DATA LISTING:
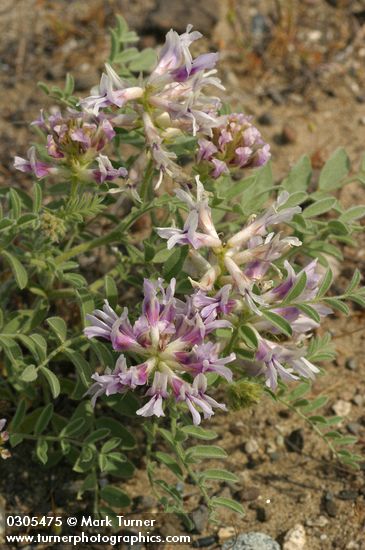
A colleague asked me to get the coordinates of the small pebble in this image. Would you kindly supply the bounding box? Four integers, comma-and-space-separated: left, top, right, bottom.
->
256, 506, 271, 523
269, 452, 280, 462
283, 523, 306, 550
332, 399, 351, 416
284, 428, 304, 453
222, 532, 280, 550
244, 438, 259, 455
305, 516, 329, 527
337, 489, 359, 500
324, 499, 337, 518
279, 124, 298, 145
192, 535, 217, 548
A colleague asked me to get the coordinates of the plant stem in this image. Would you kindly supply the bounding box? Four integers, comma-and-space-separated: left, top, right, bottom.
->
55, 203, 155, 265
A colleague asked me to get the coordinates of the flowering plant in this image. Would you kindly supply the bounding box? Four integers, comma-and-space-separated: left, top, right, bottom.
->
0, 18, 365, 524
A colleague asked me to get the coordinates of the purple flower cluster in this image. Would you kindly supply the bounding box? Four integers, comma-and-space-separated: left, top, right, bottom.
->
84, 279, 235, 424
0, 418, 11, 460
197, 113, 271, 178
157, 176, 331, 389
14, 110, 127, 183
14, 25, 270, 188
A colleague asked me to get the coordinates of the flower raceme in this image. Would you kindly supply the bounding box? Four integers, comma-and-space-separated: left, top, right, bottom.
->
14, 109, 127, 183
157, 176, 331, 389
14, 25, 270, 188
197, 113, 271, 178
84, 279, 235, 424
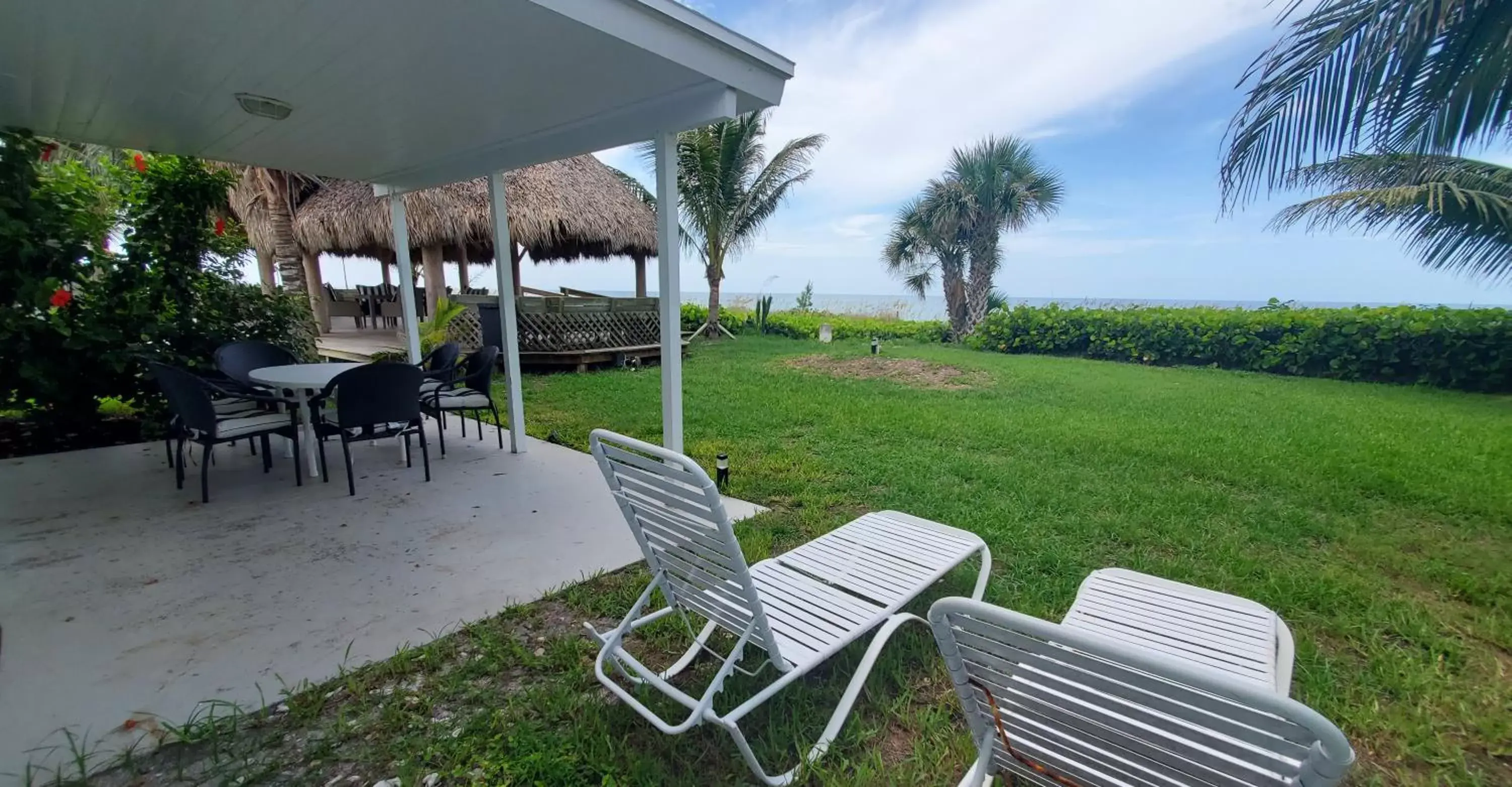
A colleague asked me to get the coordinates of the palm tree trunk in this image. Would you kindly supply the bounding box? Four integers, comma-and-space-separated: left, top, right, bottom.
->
420, 246, 446, 317
262, 169, 308, 295
705, 251, 724, 332
302, 251, 331, 334
457, 243, 467, 293
510, 240, 525, 298
966, 235, 1001, 334
257, 248, 278, 295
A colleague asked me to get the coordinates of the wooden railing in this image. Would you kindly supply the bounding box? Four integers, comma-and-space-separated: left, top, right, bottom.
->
449, 295, 661, 352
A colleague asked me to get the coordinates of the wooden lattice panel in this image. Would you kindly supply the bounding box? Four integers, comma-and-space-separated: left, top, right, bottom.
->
446, 307, 482, 352
517, 311, 661, 352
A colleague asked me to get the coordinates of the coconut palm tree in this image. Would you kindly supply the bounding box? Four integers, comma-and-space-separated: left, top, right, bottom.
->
881, 192, 971, 337
248, 166, 308, 295
924, 136, 1064, 327
641, 110, 826, 336
1272, 154, 1512, 280
1222, 0, 1512, 207
1220, 0, 1512, 278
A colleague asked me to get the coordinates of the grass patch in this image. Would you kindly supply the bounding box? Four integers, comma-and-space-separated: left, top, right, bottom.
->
65, 337, 1512, 787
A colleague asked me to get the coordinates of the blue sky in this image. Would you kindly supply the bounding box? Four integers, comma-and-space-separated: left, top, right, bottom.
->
310, 0, 1512, 304
569, 0, 1512, 304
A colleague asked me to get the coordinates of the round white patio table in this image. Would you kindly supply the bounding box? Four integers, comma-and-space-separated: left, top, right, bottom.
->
246, 364, 367, 477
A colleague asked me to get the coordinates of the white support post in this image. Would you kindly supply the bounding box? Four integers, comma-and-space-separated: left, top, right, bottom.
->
656, 132, 682, 453
389, 193, 420, 364
488, 172, 525, 453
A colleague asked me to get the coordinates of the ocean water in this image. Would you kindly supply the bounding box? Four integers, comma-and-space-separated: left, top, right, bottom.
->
599, 290, 1503, 320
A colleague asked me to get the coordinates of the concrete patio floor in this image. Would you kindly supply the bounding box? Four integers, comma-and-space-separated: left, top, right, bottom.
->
0, 420, 759, 782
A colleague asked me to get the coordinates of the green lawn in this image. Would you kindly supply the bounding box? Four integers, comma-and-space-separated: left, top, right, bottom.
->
74, 337, 1512, 787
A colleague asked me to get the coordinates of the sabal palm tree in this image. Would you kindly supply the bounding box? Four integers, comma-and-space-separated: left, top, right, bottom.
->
1272, 154, 1512, 280
881, 192, 971, 337
924, 136, 1064, 327
248, 166, 308, 293
641, 112, 824, 336
1222, 0, 1512, 207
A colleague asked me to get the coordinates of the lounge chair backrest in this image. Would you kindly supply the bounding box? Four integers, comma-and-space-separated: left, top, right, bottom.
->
930, 598, 1355, 787
588, 429, 783, 665
147, 363, 216, 436
215, 340, 299, 385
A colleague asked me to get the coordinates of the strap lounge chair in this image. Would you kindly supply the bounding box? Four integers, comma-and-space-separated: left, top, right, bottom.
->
930, 569, 1355, 787
588, 429, 992, 785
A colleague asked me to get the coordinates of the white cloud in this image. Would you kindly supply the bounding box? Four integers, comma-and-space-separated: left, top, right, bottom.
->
830, 213, 888, 239
751, 0, 1275, 205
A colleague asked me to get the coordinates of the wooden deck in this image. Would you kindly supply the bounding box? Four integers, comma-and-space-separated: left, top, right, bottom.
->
314, 328, 688, 372
314, 328, 405, 361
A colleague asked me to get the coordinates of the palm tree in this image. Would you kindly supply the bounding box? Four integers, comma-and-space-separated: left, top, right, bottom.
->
1222, 0, 1512, 207
249, 166, 308, 295
1222, 0, 1512, 278
1272, 154, 1512, 280
881, 192, 971, 337
924, 136, 1064, 329
641, 110, 824, 336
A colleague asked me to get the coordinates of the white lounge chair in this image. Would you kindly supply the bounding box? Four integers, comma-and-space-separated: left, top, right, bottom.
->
930, 571, 1355, 787
588, 429, 992, 785
1061, 568, 1294, 696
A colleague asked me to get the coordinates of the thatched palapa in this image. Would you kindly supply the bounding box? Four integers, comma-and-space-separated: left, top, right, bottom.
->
295, 156, 656, 263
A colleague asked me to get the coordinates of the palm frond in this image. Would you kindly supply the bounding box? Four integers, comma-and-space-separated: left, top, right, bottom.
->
1222, 0, 1512, 210
1272, 154, 1512, 281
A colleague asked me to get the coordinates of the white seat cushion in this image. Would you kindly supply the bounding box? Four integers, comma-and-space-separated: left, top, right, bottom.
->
321, 408, 408, 433
751, 510, 981, 668
425, 388, 488, 409
1061, 568, 1290, 696
215, 412, 289, 438
213, 397, 259, 417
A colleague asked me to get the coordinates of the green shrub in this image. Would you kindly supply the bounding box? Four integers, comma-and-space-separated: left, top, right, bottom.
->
968, 304, 1512, 391
767, 311, 948, 342
682, 304, 948, 342
0, 132, 314, 423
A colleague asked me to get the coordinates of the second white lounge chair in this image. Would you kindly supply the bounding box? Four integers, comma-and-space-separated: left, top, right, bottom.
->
930, 568, 1355, 787
590, 429, 992, 785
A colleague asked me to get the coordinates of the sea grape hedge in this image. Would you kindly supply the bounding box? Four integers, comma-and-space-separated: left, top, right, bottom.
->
968, 305, 1512, 391
682, 304, 948, 342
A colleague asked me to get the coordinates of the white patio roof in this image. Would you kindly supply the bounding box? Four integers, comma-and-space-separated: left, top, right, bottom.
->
0, 0, 792, 189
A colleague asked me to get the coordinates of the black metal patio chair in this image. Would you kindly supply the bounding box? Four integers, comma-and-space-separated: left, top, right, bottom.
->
215, 340, 299, 396
148, 363, 304, 503
311, 363, 431, 495
420, 345, 503, 456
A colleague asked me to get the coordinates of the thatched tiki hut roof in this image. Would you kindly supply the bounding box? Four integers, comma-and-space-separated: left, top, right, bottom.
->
295, 156, 656, 273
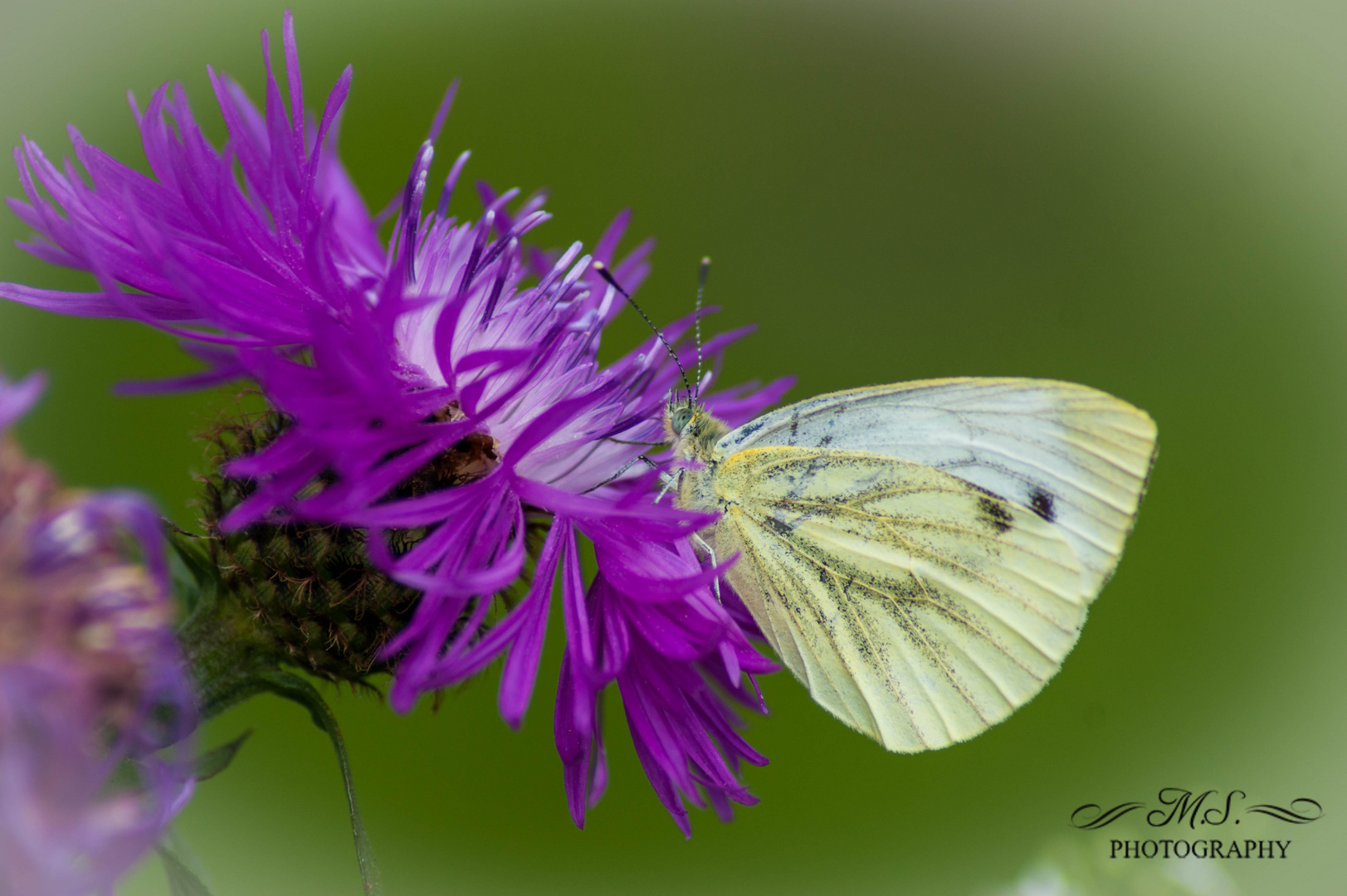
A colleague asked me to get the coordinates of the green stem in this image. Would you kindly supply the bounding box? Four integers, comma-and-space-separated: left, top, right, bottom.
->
173, 542, 384, 896
254, 670, 384, 896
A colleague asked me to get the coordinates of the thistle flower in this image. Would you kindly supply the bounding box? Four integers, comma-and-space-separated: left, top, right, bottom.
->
0, 368, 194, 896
0, 13, 789, 831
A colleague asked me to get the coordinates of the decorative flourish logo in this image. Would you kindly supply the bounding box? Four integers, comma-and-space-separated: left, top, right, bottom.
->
1071, 786, 1324, 859
1071, 786, 1324, 830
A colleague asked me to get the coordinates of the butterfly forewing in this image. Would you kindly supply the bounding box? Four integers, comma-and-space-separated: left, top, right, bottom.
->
713, 378, 1156, 600
713, 442, 1091, 752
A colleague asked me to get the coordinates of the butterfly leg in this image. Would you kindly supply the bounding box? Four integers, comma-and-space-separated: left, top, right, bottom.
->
581, 454, 668, 500
655, 470, 683, 504
692, 533, 724, 606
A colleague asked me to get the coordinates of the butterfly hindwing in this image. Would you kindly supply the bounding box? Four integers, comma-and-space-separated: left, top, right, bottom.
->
713, 378, 1156, 600
713, 442, 1092, 752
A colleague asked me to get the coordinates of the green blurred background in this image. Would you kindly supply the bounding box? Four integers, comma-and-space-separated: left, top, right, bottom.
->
0, 0, 1347, 896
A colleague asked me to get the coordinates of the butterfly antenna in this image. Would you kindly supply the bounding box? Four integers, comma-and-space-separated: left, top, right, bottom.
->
594, 259, 692, 400
692, 256, 711, 397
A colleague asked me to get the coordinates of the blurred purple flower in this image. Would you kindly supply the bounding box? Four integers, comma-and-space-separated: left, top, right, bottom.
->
0, 368, 194, 896
0, 13, 789, 830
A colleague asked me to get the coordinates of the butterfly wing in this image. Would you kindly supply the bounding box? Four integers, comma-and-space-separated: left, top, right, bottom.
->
711, 447, 1090, 752
713, 378, 1156, 600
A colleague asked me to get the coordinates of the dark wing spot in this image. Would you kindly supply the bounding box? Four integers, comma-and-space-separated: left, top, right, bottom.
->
1029, 486, 1057, 523
978, 497, 1014, 535
739, 421, 763, 439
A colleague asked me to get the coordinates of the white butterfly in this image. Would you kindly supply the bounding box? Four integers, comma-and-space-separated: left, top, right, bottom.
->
666, 378, 1156, 752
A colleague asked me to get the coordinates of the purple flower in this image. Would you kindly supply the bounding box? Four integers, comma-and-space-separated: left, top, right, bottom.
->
0, 13, 789, 830
0, 377, 194, 896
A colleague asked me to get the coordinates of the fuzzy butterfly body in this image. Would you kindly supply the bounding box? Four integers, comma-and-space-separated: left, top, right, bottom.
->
666, 378, 1156, 752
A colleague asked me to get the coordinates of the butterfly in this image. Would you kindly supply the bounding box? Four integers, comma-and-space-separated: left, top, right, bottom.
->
666, 374, 1156, 753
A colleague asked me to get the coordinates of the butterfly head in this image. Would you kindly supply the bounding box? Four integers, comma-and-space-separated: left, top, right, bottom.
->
664, 396, 729, 462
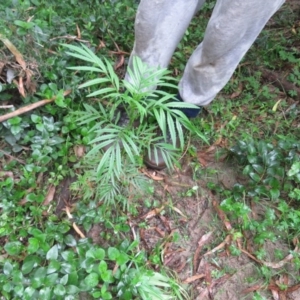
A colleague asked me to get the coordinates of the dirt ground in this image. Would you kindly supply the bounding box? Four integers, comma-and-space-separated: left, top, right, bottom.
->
140, 158, 300, 300
55, 152, 300, 300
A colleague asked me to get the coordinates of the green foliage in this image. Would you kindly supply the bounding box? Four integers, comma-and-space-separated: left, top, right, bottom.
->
64, 45, 205, 205
0, 237, 188, 300
221, 136, 300, 244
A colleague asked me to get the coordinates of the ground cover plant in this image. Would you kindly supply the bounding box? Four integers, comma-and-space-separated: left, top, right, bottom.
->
0, 0, 300, 299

WHAT TO DO:
Could you quote the material verbatim, starting with the line that contains "A colleague asked me to get the coordinates of the thistle" and going on through the line that contains "0, 0, 1347, 896"?

OUTPUT FOR THIS TASK:
A colleague asked me to get the coordinates of the thistle flower in this image. Would you kindly supply the bounding box? Four integers, comma-and-space-separated: left, top, right, bottom.
->
0, 368, 194, 896
0, 13, 789, 831
A colleague asked me to get the coordinates of the decorative flourish logo in this image. Would you kindly supply the bounding box? Four integers, comma-and-space-separated: left, top, right, bottom.
->
1071, 786, 1324, 859
1071, 786, 1324, 830
A colleague asked me to get the coordinates of the butterfly forewing in this image. Would you kindly supply the bounding box? Four integers, comma-and-space-separated: left, top, right, bottom.
->
713, 378, 1156, 600
713, 442, 1091, 752
A colleague asked me to get the coordinates of the butterfly leg in this image. Would you kindly supply the bounding box? Four integers, comma-and-space-separated: left, top, right, bottom.
->
581, 454, 668, 500
655, 470, 683, 504
692, 533, 724, 606
A colleague asked me to get the coordinates of the butterfly hindwing in this image. Would you kindly supply the bounding box? Four integers, comma-and-space-separated: left, top, right, bottom.
->
713, 378, 1156, 600
713, 442, 1092, 752
A colleague asked me to get the coordinates of the green blurred background in this image. Would you kindly supply the bounding box? Four integers, comma-and-space-separated: left, top, right, bottom.
->
0, 0, 1347, 896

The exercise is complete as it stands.